§ **Exercise prompt**: In the entries below, return only the line containing "Question. Locate the tree in" and those after it, exactly, through the last line.

§ **Material provided**:
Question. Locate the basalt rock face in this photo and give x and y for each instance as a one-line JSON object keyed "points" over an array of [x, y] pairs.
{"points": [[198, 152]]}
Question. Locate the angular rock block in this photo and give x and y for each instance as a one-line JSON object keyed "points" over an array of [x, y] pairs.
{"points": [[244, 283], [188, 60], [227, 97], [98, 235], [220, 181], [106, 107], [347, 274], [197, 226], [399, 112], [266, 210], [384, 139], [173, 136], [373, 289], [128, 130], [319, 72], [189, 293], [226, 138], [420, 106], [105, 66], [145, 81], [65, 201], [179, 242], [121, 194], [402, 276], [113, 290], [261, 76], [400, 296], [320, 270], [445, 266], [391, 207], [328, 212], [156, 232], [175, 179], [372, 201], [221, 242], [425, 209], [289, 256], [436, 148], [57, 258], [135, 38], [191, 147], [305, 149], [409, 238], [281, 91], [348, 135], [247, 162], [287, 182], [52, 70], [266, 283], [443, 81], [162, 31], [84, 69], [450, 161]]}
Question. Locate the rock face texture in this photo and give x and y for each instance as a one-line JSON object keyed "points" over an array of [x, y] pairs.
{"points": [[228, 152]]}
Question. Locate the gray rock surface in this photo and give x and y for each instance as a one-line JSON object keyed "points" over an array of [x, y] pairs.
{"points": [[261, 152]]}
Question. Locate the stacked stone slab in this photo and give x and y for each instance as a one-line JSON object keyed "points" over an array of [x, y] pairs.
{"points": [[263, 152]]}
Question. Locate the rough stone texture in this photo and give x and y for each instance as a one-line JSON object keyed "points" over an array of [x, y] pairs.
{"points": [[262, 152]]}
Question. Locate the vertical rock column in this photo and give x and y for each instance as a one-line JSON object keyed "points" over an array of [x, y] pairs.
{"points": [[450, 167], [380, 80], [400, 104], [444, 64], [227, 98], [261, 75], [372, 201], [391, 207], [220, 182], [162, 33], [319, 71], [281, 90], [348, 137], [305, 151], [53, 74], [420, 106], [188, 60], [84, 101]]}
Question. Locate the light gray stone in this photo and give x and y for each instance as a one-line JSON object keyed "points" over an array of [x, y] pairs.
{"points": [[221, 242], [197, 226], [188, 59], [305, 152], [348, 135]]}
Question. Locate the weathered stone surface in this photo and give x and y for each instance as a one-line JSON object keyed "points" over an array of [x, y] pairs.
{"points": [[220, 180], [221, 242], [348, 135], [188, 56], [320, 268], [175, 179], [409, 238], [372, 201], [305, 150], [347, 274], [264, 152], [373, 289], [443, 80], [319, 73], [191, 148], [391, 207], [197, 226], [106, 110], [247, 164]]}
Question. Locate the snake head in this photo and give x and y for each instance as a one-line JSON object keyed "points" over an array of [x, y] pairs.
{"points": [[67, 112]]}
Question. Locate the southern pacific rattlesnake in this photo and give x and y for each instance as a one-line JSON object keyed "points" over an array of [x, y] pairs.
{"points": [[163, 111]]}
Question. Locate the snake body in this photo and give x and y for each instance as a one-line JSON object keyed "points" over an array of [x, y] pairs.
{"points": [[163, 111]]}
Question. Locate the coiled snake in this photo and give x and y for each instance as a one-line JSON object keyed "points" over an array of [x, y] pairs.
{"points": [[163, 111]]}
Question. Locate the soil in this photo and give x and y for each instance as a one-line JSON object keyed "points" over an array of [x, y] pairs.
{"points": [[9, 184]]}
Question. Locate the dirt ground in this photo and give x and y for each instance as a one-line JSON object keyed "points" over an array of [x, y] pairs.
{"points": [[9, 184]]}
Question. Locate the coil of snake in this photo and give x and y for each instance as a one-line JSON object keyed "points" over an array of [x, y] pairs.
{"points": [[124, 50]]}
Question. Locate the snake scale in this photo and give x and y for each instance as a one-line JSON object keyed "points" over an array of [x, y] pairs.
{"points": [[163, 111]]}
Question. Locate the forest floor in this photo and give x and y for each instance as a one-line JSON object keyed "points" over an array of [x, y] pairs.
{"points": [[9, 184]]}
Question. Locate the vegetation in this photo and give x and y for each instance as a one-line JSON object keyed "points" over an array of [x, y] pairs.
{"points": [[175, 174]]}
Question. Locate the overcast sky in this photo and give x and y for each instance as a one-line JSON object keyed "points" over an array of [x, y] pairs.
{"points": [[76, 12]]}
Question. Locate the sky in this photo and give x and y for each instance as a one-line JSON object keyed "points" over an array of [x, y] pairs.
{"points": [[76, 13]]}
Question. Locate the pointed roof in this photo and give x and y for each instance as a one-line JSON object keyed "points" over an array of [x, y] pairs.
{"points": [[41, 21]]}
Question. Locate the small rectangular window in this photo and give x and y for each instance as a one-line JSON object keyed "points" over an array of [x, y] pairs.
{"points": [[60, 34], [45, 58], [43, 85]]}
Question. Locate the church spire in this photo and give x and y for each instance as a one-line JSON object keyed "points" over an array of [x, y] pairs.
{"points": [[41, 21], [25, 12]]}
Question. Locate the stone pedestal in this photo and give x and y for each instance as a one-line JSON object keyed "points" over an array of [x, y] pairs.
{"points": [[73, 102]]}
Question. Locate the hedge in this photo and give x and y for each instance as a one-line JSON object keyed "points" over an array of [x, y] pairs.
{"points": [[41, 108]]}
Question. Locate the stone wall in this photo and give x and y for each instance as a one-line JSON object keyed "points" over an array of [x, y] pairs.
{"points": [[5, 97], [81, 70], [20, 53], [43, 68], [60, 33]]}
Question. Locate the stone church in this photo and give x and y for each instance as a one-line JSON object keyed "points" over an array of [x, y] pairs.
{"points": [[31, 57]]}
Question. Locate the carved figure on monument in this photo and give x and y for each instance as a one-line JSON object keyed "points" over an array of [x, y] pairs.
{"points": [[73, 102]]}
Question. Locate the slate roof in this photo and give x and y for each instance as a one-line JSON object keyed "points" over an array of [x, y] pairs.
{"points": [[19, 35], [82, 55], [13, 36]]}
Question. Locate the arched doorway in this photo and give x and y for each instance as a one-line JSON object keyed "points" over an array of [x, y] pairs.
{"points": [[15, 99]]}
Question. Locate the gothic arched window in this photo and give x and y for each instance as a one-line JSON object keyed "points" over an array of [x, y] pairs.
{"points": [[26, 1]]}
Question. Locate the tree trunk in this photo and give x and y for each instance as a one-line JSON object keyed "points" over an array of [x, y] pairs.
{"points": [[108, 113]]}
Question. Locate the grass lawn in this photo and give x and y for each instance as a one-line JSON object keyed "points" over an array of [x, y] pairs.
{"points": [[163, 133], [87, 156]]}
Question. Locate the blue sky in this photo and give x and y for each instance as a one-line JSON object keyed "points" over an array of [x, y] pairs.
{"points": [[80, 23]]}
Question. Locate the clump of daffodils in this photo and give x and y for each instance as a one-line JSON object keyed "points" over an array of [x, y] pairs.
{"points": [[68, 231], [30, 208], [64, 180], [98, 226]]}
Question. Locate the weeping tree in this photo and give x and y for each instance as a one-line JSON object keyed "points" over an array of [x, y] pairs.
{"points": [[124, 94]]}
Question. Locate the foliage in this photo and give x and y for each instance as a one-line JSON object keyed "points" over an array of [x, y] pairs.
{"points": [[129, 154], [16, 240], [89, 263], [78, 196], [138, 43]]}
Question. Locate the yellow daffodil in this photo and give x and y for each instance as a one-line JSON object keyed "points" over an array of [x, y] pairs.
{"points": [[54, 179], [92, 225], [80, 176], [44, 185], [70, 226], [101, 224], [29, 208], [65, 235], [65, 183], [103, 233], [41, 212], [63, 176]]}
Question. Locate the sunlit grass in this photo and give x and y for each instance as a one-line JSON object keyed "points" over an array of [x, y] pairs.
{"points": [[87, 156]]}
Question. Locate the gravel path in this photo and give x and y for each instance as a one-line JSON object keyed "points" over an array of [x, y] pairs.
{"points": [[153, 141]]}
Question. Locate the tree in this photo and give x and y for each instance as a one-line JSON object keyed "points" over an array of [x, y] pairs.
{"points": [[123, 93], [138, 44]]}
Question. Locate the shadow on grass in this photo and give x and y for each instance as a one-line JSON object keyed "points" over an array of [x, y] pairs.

§ **Result of the task**:
Question. Locate the tree in this photo and give x and y for each instance as a one-line JSON object keyed "points" over an array of [x, y] pairs.
{"points": [[123, 93], [138, 44]]}
Question. Locate the shadow on grass in this photo and give x and y for each instance as a one-line JSON object keyed "points" over an array of [x, y] pairs.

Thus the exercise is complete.